— Start Records for this task —

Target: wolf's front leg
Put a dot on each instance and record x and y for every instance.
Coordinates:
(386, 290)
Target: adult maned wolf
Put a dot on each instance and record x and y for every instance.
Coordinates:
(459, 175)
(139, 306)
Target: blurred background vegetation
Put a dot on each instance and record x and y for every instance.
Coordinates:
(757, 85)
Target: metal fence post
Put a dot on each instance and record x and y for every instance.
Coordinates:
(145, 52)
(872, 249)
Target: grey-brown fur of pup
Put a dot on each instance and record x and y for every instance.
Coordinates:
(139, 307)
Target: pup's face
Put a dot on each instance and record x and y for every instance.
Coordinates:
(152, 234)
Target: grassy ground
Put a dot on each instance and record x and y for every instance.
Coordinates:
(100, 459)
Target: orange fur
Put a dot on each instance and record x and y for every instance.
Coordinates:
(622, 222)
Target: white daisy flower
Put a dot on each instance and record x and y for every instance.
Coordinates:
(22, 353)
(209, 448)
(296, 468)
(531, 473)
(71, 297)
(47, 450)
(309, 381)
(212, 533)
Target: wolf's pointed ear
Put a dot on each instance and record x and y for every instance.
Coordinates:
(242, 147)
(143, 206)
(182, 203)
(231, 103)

— End Records for this task —

#### Aim
Copy every entry above verbatim, from its first line through its last.

#### Reply to the task
Target: wolf's front leg
Put a dot on each instance and record x and y for every instance.
Coordinates:
(386, 290)
Target: adult maned wolf
Put a dot on each instance and record x and y for every instance.
Coordinates:
(459, 175)
(139, 306)
Target: blurred background vegetation
Put a dot on each instance and record x and y for every instance.
Coordinates:
(757, 85)
Target: metal fence post
Put a dot on each instance and record x and y for every instance.
Coordinates:
(145, 52)
(872, 249)
Target: grey-brown fur of pup
Put a dot on each instance and record x and y for every instance.
Coordinates:
(139, 307)
Target: pup's face
Put a dot on each instance and record x and y for every instance.
Coordinates:
(152, 234)
Target: grassy ground
Put a dot on each instance and record x and y for every instance.
Coordinates:
(100, 459)
Target: orange fur
Put a dot on each instance and record x and y for every instance.
Coordinates:
(622, 222)
Target: white daisy flower
Put a dot on each instance and record x and y for every instance.
Coordinates:
(22, 353)
(209, 448)
(296, 468)
(531, 473)
(71, 297)
(47, 450)
(309, 381)
(212, 533)
Target: wolf's pointed ear
Put a dot on each instance and record x and y for every instance.
Coordinates:
(242, 147)
(143, 206)
(182, 203)
(231, 103)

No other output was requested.